§ **WHAT YOU HAVE TO DO**:
Set down the full listing exactly, character for character.

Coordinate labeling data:
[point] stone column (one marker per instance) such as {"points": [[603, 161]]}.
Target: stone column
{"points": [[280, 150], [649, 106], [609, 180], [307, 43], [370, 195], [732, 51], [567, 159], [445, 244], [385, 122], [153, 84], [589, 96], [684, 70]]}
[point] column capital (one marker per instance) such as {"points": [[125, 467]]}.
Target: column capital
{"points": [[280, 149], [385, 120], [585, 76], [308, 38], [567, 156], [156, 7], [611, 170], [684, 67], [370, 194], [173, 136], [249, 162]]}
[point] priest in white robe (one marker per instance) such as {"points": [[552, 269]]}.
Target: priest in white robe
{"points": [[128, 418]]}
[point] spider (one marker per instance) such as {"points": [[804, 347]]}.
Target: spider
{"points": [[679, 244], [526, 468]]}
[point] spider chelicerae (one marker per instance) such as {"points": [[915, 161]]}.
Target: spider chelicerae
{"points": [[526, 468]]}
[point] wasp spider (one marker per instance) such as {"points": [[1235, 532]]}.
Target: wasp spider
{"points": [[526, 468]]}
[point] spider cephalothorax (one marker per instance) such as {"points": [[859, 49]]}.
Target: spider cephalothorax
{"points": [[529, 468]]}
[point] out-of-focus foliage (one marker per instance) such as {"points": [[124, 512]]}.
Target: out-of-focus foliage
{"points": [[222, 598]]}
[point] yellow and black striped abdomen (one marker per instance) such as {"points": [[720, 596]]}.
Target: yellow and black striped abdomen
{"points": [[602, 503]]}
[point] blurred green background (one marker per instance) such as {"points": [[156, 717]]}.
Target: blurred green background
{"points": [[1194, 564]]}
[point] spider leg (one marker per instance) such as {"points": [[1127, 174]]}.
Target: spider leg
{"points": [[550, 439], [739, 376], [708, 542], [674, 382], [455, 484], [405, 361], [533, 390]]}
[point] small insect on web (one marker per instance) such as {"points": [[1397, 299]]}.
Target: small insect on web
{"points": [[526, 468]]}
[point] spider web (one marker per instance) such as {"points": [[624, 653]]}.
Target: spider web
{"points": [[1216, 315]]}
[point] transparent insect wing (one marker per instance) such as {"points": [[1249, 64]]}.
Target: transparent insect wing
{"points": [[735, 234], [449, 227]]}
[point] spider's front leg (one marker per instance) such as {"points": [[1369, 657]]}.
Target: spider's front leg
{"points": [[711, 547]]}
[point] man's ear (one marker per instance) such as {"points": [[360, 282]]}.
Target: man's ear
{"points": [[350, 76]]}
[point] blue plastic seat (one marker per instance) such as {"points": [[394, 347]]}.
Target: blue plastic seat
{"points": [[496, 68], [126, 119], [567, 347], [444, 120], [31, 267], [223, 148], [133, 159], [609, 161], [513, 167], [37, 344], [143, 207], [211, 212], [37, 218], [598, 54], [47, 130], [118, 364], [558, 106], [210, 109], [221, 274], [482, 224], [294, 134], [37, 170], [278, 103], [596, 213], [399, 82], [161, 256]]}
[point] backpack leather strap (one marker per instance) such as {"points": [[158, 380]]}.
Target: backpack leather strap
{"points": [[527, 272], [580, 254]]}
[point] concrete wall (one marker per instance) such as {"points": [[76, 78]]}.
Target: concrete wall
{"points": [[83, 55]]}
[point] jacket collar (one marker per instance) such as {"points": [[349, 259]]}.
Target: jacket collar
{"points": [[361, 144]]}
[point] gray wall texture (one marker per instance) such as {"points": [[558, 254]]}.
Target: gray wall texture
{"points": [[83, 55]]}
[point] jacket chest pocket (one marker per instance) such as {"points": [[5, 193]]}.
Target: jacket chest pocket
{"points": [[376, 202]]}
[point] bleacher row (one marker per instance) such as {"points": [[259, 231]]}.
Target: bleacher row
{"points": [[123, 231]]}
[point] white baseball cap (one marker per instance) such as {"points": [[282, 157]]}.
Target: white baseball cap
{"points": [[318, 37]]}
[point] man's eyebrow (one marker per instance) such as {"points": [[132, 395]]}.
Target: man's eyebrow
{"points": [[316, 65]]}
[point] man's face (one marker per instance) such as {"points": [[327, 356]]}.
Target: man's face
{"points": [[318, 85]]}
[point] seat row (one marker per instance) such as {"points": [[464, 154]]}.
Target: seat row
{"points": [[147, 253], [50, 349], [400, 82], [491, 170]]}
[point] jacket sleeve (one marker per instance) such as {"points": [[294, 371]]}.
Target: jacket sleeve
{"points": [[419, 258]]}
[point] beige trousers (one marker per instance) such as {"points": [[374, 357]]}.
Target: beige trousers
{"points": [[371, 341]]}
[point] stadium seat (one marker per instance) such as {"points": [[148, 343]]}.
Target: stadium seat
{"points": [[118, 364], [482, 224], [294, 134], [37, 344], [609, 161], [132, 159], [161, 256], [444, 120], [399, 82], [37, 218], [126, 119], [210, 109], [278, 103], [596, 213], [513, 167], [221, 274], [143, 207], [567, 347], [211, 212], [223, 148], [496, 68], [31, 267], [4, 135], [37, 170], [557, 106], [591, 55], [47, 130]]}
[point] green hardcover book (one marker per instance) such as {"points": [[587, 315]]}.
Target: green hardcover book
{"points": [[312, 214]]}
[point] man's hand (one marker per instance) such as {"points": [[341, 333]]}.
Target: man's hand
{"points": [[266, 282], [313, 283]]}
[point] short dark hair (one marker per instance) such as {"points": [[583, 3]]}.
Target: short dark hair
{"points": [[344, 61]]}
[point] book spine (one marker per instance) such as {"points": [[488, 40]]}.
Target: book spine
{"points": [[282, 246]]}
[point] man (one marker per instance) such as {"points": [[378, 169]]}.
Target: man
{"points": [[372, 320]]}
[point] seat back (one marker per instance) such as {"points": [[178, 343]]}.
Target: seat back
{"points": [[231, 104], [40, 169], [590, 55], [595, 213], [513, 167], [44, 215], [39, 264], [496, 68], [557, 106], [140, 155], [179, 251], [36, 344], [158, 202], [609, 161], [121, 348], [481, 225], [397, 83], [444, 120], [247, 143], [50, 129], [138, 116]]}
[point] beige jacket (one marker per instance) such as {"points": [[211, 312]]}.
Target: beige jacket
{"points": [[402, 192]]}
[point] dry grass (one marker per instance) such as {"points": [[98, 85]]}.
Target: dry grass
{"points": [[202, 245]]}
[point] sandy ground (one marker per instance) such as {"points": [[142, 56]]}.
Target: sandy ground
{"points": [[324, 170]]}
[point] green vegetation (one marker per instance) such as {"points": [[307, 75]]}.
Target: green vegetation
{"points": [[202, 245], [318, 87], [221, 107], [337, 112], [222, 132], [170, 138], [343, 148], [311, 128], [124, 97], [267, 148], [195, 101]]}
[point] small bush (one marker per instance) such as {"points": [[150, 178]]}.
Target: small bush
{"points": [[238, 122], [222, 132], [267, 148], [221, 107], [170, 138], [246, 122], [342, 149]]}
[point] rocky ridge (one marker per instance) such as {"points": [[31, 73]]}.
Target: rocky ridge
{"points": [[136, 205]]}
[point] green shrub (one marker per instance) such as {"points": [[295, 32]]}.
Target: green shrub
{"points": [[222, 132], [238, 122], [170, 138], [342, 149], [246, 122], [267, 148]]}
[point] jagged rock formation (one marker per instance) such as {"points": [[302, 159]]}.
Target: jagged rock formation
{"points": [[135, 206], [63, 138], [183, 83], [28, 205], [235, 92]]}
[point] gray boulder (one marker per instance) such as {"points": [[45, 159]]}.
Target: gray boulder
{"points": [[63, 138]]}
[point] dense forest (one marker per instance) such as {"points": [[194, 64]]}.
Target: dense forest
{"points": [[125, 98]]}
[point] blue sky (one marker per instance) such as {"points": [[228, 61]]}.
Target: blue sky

§ **THE RESPONSE**:
[point] stone column (one marker per instance) such as {"points": [[603, 161]]}.
Target: stone column
{"points": [[280, 150], [649, 106], [609, 180], [307, 43], [370, 195], [732, 51], [567, 159], [445, 244], [385, 122], [153, 84], [589, 96], [684, 70]]}
[point] column capital (one marker per instance) such as {"points": [[125, 467]]}.
Target: column capital
{"points": [[280, 149], [385, 120], [585, 76], [308, 38], [567, 156], [156, 7], [611, 170], [684, 67], [370, 194], [173, 136], [249, 162]]}
[point] priest in white robe (one marker per instance) such as {"points": [[552, 269]]}.
Target: priest in white robe
{"points": [[128, 418]]}
[point] spider (one marker per instance) such as {"points": [[804, 347]]}.
Target: spider
{"points": [[679, 244], [526, 468]]}
[point] spider chelicerae (one marker per instance) such as {"points": [[915, 161]]}.
Target: spider chelicerae
{"points": [[526, 468]]}
[point] wasp spider (one marker per instance) such as {"points": [[1235, 532]]}.
Target: wasp spider
{"points": [[526, 468]]}
[point] spider cephalothorax (one marker per instance) such as {"points": [[859, 49]]}.
Target: spider cephalothorax
{"points": [[529, 468]]}
[point] out-of-focus foliage (one marker per instance) such as {"points": [[124, 512]]}.
Target: out-of-focus foliage
{"points": [[222, 598]]}
[point] yellow and black striped abdomen (one marker per instance) such as {"points": [[720, 596]]}.
Target: yellow and black striped abdomen
{"points": [[602, 503]]}
[point] blurred green background (one marker per instance) such as {"points": [[156, 717]]}.
Target: blurred green background
{"points": [[1194, 564]]}
[point] spider leg (one marker per instance) such as {"points": [[1127, 174]]}.
Target: spider leg
{"points": [[550, 439], [739, 376], [708, 542], [674, 382], [455, 484], [405, 361], [533, 390]]}
[point] small insect on web (one marker per instance) such as {"points": [[1397, 299]]}.
Target: small insect on web
{"points": [[526, 468]]}
[point] spider web (one marker per instance) such as {"points": [[624, 653]]}.
Target: spider web
{"points": [[1216, 315]]}
[point] transparent insect wing (one marker per instance) such as {"points": [[1249, 64]]}.
Target: transparent insect wing
{"points": [[735, 234], [449, 227]]}
[point] spider's front leg (one marker per instance) such as {"points": [[1369, 657]]}.
Target: spider's front leg
{"points": [[711, 547]]}
[point] man's ear (one marker per instance) such as {"points": [[360, 282]]}.
Target: man's ear
{"points": [[350, 76]]}
[point] blue plastic seat (one marker per instance) such as {"points": [[394, 347]]}.
Target: blue plastic seat
{"points": [[496, 68], [126, 119], [567, 347], [444, 120], [31, 267], [223, 148], [133, 159], [609, 161], [513, 167], [37, 344], [143, 207], [211, 212], [37, 218], [598, 54], [47, 130], [118, 364], [558, 106], [210, 109], [221, 274], [482, 224], [294, 134], [37, 170], [278, 103], [596, 213], [399, 82], [161, 256]]}
[point] backpack leather strap (one marker per instance) such as {"points": [[158, 380]]}.
Target: backpack leather strap
{"points": [[527, 272], [580, 254]]}
[point] concrete wall (one marker per instance) such as {"points": [[76, 78]]}.
Target: concrete wall
{"points": [[83, 55]]}
[point] jacket collar (one marker per instance) such as {"points": [[349, 259]]}.
Target: jacket collar
{"points": [[361, 144]]}
[point] gray wall texture (one marker per instance) such as {"points": [[558, 254]]}.
Target: gray wall texture
{"points": [[83, 55]]}
[point] jacket chest pocket (one marker per instance) such as {"points": [[5, 193]]}.
Target: jacket chest pocket
{"points": [[376, 202]]}
[point] bleacher row (one marker per instance) such as {"points": [[259, 231]]}.
Target: bleacher row
{"points": [[123, 231]]}
[point] white baseball cap (one marker per instance) such as {"points": [[282, 157]]}.
Target: white baseball cap
{"points": [[318, 37]]}
[point] man's eyebrow (one marker per instance) such as {"points": [[132, 395]]}.
Target: man's eyebrow
{"points": [[316, 65]]}
[point] man's face (one marker per instance) such as {"points": [[327, 356]]}.
Target: man's face
{"points": [[318, 85]]}
[point] seat row (one marker per instance) such as {"points": [[464, 154]]}.
Target: seat row
{"points": [[147, 253], [50, 349], [400, 82], [491, 170]]}
[point] jacket sleeve (one marker per instance) such as {"points": [[294, 371]]}.
Target: jacket sleeve
{"points": [[419, 258]]}
[point] beige trousers (one marker per instance) such as {"points": [[374, 357]]}.
Target: beige trousers
{"points": [[371, 341]]}
[point] stadium seat (one marker per instance) such as {"points": [[148, 343]]}.
Target: stadium seat
{"points": [[118, 364], [482, 224], [294, 134], [37, 344], [609, 161], [132, 159], [161, 256], [444, 120], [399, 82], [37, 218], [126, 119], [210, 109], [278, 103], [596, 213], [513, 167], [221, 274], [143, 207], [567, 347], [211, 212], [223, 148], [496, 68], [31, 267], [4, 135], [37, 170], [557, 106], [591, 55], [47, 130]]}
[point] green hardcover book (one marker per instance) such as {"points": [[587, 315]]}.
Target: green hardcover book
{"points": [[312, 214]]}
[point] man's hand (one marker per instance) such as {"points": [[341, 333]]}.
Target: man's hand
{"points": [[266, 282], [313, 283]]}
[point] short dark hair (one marker per instance) such as {"points": [[583, 3]]}.
Target: short dark hair
{"points": [[344, 61]]}
[point] book spine (one marker per instance) such as {"points": [[488, 40]]}.
Target: book spine
{"points": [[282, 246]]}
[point] man (one marker per instance) such as {"points": [[378, 169]]}.
Target: man
{"points": [[372, 320]]}
[point] seat back (one marker per instance) such as {"points": [[178, 343]]}.
Target: seat back
{"points": [[231, 104], [40, 169], [590, 55], [595, 213], [513, 167], [44, 215], [39, 264], [496, 68], [557, 106], [140, 155], [179, 251], [36, 344], [158, 202], [609, 161], [121, 348], [481, 225], [397, 83], [444, 120], [247, 143], [50, 129], [138, 116]]}
[point] beige jacket (one marker per instance) such as {"points": [[211, 312]]}.
Target: beige jacket
{"points": [[402, 192]]}
[point] dry grass (one marker per instance) such as {"points": [[98, 85]]}.
Target: dry grass
{"points": [[202, 245]]}
[point] sandy ground (one marker per instance) such as {"points": [[142, 56]]}.
Target: sandy ground
{"points": [[324, 170]]}
[point] green vegetation (one marker per instance) such as {"points": [[307, 75]]}.
Target: green vegetation
{"points": [[202, 245], [318, 87], [221, 107], [337, 112], [222, 132], [170, 138], [343, 148], [311, 128], [124, 97], [267, 148], [195, 101]]}
[point] small bush (one marker per instance) such as {"points": [[150, 178]]}.
Target: small bush
{"points": [[238, 122], [222, 132], [267, 148], [221, 107], [170, 138], [246, 122], [342, 149]]}
[point] rocky ridge (one marker per instance) such as {"points": [[31, 73]]}.
Target: rocky ridge
{"points": [[136, 205]]}
[point] green shrub (one marker per instance) such as {"points": [[295, 32]]}.
Target: green shrub
{"points": [[222, 132], [238, 122], [170, 138], [342, 149], [246, 122], [267, 148]]}
[point] jagged rock formation (one marker per instance) such as {"points": [[302, 159]]}.
Target: jagged rock formation
{"points": [[135, 206], [63, 138], [183, 83], [28, 205], [235, 92]]}
[point] gray boulder (one marker per instance) such as {"points": [[45, 159]]}.
Target: gray boulder
{"points": [[63, 138]]}
[point] dense forest (one marker per instance) such as {"points": [[194, 64]]}.
Target: dense forest
{"points": [[125, 98]]}
[point] blue sky (one marker per instance) such as {"points": [[228, 61]]}.
Target: blue sky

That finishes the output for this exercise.